• Directions for this task
Write out every item below word for word, leaving out the pictures.

(Dataset entries)
------------------------------------------------
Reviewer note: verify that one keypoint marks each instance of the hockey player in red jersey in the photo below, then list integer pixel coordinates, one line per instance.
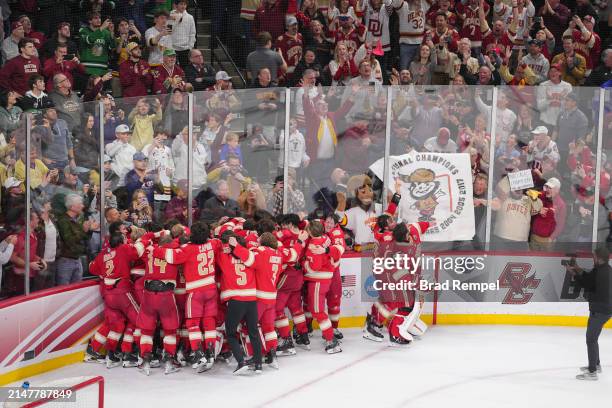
(289, 293)
(269, 265)
(394, 306)
(158, 304)
(334, 295)
(321, 260)
(113, 267)
(198, 260)
(239, 290)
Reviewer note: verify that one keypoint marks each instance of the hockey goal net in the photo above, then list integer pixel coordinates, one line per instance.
(88, 392)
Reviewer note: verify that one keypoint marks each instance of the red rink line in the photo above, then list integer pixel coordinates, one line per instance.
(324, 376)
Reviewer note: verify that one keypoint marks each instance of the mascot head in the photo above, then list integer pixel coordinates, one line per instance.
(361, 187)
------------------------------------------------
• Solution to this exercise
Reviewer note: verify that one keypoint marks each instance of the hockey player in red jersey in the photo below, then list integer pixel coordinates, one line per instance.
(289, 293)
(269, 265)
(394, 306)
(158, 304)
(334, 295)
(321, 260)
(113, 267)
(198, 260)
(239, 290)
Reviewer note: verify that one keypoint marks each instance of the hockey goal net in the photo above, then list integer pixel coordinates, one line per instance.
(88, 392)
Reviewer note: verify that one keypoint marks each instance of the red rink line in the photo above, then list integer pixel coordinates, one line per instance.
(324, 376)
Reviewer note: verify that one keypoint marks each instance of the mascot head in the photo above, then list integer pixel coordinates, one line per instance.
(361, 187)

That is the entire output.